Yang Diminta:
Tuliskan kembali bagian dokumen sumber, mulai dari "Akan tetapi, tanggapan" sampai dengan "tengah melakukan Islamofobia.", tanpa mengubah satu kata atau tanda baca pun.

Dokumen Sumber:
↓↓↓

Sementara itu, pemerintah Maladewa mengatakan, konsultasi atas permintaan Rajapaksa yang dilakukan selama panggilan telepon pada Senin dengan mitranya dari Maladewa, Ibrahim Mohamed Solih, terus berlanjut.

"Kami sedang mempertimbangkan apa yang akan menjadi tanggapan yang tepat dan manusiawi," kata juru bicara Solih, Ibrahim Hood.

Akan tetapi, tanggapan Maladewa tersebut justru menuai beragam pesan dan kemarahan. Banyak orang Maladewa yang menggunakan media sosial untuk mengungkapkan kemarahan mereka.

Salah satunya Aya Naseem, yang menyebut hal itu mendukung rasialisme terhadap Muslim dengan kedok kepahlawanan Islam. Sementara Afa Rameez menggambarkan langkah tersebut seperti Maladewa bermain ketika Sri Lanka tengah melakukan Islamofobia.

 

Baca juga: Tak Ada Kremasi Jenazah Covid Berkat Relawan Muslim Myanmar

 

Namun, ada pula yang mendukung Maladewa membantu pemakaman Muslim. Mantan Menteri Urusan Islam, Mohamed Shaheem Ali Saeed, mengatakan dia yakin Maladewa harus membantu Muslim Sri Lanka jika hak-hak mereka ditolak. Dalam unggahan di Twitter, ia menulis jenazah Muslim tidak boleh dikremasi.

Menurut otoritas kesehatan negara, sekitar 55 dari 157 kematian akibat Covid-19 adalah Muslim. Sri Lanka telah mencatat total 34.121 kasus sejak awal pandemi.

Bulan lalu, Hanaa Singer, koordinator PBB untuk Sri Lanka, memohon kepada pemerintah Sri Lanka untuk merevisi pendiriannya tentang kremasi dan mengizinkan penguburan yang aman dan bermartabat bagi korban Covid-19.

↑↑↑

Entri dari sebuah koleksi
↓↓↓

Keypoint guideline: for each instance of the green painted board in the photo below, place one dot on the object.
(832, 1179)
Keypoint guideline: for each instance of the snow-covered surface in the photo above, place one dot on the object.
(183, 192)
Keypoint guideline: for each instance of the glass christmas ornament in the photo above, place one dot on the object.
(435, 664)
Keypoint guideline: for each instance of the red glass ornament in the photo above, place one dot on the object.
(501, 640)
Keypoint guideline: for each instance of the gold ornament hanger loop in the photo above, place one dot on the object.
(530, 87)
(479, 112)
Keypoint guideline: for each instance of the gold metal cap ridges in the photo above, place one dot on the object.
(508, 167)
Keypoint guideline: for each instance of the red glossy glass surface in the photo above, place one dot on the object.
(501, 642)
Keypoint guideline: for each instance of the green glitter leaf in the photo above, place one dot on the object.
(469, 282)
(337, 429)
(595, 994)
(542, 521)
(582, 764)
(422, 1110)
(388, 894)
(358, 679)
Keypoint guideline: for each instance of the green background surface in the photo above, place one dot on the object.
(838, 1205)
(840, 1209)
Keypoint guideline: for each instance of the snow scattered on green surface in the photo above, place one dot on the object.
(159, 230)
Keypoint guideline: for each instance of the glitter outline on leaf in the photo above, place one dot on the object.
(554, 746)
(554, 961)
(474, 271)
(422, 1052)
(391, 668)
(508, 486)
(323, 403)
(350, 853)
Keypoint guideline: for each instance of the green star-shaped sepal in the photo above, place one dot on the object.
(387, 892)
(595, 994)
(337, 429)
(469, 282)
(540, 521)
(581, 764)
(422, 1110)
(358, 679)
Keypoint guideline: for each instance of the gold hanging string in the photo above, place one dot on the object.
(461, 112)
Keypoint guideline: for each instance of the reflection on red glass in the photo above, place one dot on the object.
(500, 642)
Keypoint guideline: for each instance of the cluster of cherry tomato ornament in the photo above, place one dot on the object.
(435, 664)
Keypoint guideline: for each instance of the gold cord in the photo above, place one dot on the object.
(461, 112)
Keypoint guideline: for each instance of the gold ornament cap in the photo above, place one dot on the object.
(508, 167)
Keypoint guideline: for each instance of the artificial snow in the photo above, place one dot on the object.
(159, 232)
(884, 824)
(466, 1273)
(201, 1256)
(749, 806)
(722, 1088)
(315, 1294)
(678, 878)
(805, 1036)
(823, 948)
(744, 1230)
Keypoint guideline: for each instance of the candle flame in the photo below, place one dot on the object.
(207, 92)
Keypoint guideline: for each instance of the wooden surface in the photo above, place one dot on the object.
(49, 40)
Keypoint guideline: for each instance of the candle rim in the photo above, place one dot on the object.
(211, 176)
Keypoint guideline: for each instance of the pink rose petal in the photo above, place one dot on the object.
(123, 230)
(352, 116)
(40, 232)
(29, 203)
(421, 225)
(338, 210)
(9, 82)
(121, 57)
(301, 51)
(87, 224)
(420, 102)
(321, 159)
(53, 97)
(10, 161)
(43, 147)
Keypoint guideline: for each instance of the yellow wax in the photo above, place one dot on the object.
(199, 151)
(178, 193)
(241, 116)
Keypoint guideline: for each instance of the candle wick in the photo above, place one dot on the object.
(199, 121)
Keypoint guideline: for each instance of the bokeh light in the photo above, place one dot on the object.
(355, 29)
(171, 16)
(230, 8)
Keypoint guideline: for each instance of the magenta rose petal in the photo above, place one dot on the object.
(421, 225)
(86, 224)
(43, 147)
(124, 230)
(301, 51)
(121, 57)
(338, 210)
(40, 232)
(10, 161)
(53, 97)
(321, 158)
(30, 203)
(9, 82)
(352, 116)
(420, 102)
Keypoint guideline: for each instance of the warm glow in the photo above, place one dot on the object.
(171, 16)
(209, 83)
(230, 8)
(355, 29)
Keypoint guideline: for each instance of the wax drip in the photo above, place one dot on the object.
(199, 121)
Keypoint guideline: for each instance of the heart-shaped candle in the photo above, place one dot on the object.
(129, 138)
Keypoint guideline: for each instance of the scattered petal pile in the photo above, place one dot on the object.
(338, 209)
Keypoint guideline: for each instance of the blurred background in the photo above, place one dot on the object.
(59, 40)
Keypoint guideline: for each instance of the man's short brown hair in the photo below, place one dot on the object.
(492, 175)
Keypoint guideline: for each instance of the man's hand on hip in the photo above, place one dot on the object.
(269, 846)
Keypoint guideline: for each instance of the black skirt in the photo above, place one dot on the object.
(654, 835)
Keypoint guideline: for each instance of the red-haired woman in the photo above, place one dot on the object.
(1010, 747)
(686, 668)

↑↑↑

Jawaban:
Akan tetapi, tanggapan Maladewa tersebut justru menuai beragam pesan dan kemarahan. Banyak orang Maladewa yang menggunakan media sosial untuk mengungkapkan kemarahan mereka.

Salah satunya Aya Naseem, yang menyebut hal itu mendukung rasialisme terhadap Muslim dengan kedok kepahlawanan Islam. Sementara Afa Rameez menggambarkan langkah tersebut seperti Maladewa bermain ketika Sri Lanka tengah melakukan Islamofobia.